--- Fragmento del texto ---
------------------------------------------------

Últimamente veo más pacientes morados, con gran dificultad para respirar. Hablan entrecortado, no se pueden comunicar y ese ya es un signo de alerta. Se los envía directo a la zona crítica, con los emergenciólogos, que los reaniman, les colocan oxígeno y vías para la medicina. Se hace todo lo posible para estabilizarlos. Unos tienen daño pulmonar, la coloración de su piel ya es azul.
Del 100% de la población que atendemos, 80% vuelve a casa con lo necesario para combatir síntomas. A otro 20% lo estabilizamos con oxígeno, se le hace tomografías de tórax, estudios de sangre y se aplica tratamiento médico intrahospitalario.
De ese 20%, 15% sufre neumonía entre moderada y severa y el 5% termina en terapia intensiva; lamentablemente, hasta 2% fallece.
Cuando vienen a la carpa llenamos su historia clínica; les consulto sobre sus antecedentes patológicos; si tienen alergia a un medicamento. A veces están acompañados de alguien que les ayuda a expresar lo que les pasa. Les pregunto ¿en qué le puedo ayudar? ¿Qué siente?
Me cuentan, en general, que no pueden más con tos seca, malestar general, fiebre. Algunos me dicen que estuvieron en una fiesta, que viajaron en el feriado. Les consulto desde hace cuánto tiempo están así. Valoro su presión, su saturación, frecuencia cardiaca, estado de conciencia; reviso sus pulmones y si cierto sonido me indica que enfrenta neumonía, se les coloca oxígeno.
La emergencia no es lineal. Revisamos diferentes tipos de pacientes. Todos los días hay un caso crítico, es decir alguien en malas condiciones.
Nosotros recibimos a pacientes que sospechan que se contagiaron, por eso vienen a una valoración médica. Quizá 30% de las personas tienen diagnóstico confirmado porque en el trabajo les hicieron una prueba o acudieron a un laboratorio. Algunos no son afiiliados a la Seguridad Social, pero no hemos dejado de atenderlos. Vienen porque no saben cómo detener la fiebre y no soportan el dolor en el pecho, sienten que se ahogan y no pueden respirar.

------------------------------------------------

--- Por hacer ---
Continúa el testimonio sobre la atención de pacientes con dificultad respiratoria en la carpa de emergencia a partir de su última oración. Las filas provienen de una fuente distinta.

Entradas de datos almacenados
------------------------------------------------

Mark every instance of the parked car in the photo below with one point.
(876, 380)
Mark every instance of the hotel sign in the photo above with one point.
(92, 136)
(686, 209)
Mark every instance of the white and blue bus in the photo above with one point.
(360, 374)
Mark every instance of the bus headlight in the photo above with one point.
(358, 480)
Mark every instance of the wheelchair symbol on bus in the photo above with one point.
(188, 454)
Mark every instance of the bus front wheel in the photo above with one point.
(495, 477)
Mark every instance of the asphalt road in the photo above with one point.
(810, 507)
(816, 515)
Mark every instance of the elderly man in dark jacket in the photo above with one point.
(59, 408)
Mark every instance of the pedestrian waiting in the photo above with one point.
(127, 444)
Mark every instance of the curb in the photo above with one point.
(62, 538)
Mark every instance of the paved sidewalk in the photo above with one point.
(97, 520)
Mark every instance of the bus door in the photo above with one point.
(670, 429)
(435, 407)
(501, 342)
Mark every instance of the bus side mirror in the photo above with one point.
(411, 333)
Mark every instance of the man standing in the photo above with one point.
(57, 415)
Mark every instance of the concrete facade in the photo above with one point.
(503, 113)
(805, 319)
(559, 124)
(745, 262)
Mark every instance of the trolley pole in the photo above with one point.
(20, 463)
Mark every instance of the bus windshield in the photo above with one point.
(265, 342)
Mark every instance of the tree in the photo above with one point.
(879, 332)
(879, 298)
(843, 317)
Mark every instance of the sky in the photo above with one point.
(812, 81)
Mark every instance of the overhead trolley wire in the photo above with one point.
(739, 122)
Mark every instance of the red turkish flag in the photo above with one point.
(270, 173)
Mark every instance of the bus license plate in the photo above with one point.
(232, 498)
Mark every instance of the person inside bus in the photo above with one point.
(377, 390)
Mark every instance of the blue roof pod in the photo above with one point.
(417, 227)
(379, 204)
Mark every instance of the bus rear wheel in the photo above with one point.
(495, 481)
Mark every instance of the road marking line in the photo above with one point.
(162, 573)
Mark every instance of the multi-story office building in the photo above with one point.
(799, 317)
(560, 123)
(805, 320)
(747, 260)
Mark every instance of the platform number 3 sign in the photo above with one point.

------------------------------------------------

--- Sección de respuesta ---
Acá les hacemos todos los exámenes que sean necesarios. A quienes pueden seguir el tratamiento en casa porque su condición no es grave, les enviamos todas las indicaciones para que baje su carga viral. Les advertimos sobre señales de alarma, para que regresen si se ponen mal.
En el segundo filtro de atención trabajamos en turnos de siete horas, de 07:00 a 14:00 y de 14:00 a 21:00. La hora diaria que queda la suman, para que laboremos sábado y domingo. Algunos meses, hasta tres fines de semana por mes. Somos 70 médicos en el área de emergencia.
La jornada es agotadora. Seguimos trabajando durante los feriados, y muchos compañeros no han logrado salir de vacaciones. Al inicio, hace un año, el SARS-CoV-2 era un virus totalmente desconocido. Solo sabíamos que mataba a muchas personas, con déficit respiratorio.
En el hospital se activó el código VM (virus en movimiento) y en los primeros días registrábamos unos cuatro pacientes con síntomas de covid-19 diarios. Pasó el tiempo y eran 50, luego 80. Por eso siempre sentimos temor de contagiar a la familia, de agravarnos y terminar con cuadros graves. Se piensa en esos escenarios cuando se ve morir a tantos.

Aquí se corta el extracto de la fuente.